EXERCISE INSTRUCTIONS: Filter the material below down to the lines that contain the string "handle", and copy each of those lines in full.

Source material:
□ □ □ □ □

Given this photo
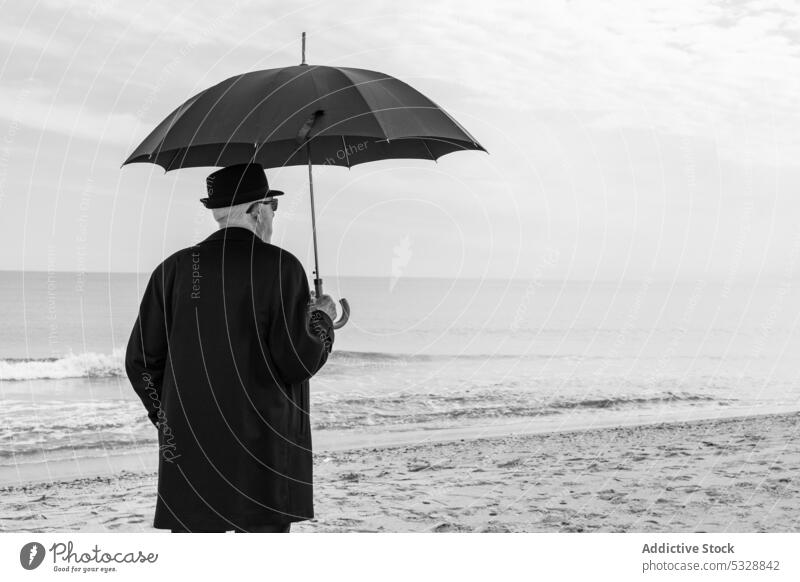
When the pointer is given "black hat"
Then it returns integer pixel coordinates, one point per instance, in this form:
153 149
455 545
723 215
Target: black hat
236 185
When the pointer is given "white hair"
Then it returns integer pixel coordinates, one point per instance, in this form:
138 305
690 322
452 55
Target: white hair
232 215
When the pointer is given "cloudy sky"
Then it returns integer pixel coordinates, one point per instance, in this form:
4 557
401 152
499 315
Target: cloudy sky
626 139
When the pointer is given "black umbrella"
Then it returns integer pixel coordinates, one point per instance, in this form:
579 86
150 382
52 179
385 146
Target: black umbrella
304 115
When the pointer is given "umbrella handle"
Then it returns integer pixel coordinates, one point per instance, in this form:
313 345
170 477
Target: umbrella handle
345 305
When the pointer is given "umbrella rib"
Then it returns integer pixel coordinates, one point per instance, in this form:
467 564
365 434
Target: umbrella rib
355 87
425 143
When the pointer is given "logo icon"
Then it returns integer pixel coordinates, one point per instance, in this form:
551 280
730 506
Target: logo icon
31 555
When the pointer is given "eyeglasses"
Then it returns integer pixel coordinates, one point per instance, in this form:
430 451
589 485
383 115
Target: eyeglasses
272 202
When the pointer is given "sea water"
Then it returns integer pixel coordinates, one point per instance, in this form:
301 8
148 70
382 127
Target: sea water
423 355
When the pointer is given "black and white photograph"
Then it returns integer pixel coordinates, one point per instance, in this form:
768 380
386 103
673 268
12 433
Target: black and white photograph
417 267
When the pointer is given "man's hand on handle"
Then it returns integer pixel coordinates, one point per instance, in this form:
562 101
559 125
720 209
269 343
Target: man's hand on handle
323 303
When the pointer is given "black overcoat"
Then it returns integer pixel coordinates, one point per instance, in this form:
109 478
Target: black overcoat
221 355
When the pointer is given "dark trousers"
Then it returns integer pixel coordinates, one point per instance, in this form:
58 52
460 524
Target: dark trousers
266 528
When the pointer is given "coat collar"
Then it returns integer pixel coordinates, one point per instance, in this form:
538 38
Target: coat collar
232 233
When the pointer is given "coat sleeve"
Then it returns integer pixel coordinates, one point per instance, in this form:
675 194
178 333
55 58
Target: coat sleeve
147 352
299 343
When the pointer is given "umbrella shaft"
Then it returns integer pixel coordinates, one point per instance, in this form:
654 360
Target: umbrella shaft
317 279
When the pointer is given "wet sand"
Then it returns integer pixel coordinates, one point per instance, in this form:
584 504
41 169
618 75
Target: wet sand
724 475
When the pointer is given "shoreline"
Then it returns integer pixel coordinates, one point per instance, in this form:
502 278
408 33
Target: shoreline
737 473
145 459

□ □ □ □ □

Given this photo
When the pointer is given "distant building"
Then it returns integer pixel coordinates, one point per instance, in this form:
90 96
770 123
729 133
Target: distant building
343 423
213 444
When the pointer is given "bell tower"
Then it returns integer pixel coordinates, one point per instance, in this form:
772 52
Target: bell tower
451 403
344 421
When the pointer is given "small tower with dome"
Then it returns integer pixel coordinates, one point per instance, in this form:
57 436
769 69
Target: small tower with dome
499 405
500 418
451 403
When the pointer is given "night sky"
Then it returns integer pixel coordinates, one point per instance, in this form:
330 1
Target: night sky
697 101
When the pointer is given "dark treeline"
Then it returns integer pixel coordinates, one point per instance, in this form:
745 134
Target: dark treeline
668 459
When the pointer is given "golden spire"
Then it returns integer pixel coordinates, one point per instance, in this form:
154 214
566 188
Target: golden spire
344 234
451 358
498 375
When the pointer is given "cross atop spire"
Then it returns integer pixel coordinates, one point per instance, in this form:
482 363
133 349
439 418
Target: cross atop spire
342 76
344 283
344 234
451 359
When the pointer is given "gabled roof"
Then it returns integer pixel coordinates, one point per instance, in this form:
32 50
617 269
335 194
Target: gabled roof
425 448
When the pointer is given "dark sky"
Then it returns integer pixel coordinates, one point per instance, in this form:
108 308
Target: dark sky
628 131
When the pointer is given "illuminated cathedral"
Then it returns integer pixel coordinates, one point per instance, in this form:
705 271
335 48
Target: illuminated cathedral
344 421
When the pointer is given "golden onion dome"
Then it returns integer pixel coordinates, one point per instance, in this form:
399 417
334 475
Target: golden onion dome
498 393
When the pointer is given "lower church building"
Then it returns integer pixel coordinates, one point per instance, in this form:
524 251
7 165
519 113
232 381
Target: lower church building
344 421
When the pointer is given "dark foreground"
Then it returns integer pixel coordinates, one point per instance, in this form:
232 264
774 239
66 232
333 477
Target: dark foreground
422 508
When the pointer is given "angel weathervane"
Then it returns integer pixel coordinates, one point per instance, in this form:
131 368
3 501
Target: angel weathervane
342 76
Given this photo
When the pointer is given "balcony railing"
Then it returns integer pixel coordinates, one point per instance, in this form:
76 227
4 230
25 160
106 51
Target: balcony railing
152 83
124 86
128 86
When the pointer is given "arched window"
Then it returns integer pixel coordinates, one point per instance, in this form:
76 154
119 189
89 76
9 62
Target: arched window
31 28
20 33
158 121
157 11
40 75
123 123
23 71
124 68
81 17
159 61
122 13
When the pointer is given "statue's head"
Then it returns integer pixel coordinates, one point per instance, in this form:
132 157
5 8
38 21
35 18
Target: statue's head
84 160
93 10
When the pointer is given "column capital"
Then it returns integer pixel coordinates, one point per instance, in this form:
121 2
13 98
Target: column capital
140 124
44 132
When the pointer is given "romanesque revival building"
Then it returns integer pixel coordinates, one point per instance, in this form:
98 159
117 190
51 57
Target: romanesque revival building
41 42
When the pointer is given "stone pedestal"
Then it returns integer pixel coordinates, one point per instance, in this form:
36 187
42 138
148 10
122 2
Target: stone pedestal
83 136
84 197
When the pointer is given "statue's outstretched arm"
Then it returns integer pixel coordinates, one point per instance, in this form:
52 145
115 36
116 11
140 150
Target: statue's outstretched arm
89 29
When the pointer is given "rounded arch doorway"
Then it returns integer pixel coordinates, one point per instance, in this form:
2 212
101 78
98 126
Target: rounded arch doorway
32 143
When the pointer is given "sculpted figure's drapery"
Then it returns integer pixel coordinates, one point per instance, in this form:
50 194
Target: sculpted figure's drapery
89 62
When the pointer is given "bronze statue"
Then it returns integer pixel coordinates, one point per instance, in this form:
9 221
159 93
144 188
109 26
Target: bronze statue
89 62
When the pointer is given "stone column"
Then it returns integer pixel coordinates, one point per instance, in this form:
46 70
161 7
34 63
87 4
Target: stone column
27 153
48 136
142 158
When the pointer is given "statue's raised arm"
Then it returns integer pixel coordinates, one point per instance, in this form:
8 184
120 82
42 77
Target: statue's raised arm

□ □ □ □ □

RIGHT ANSWER:
When the pointer is given "umbrella handle"
Target: umbrella handle
When the pointer is given "man's hand on handle"
Target: man's hand on handle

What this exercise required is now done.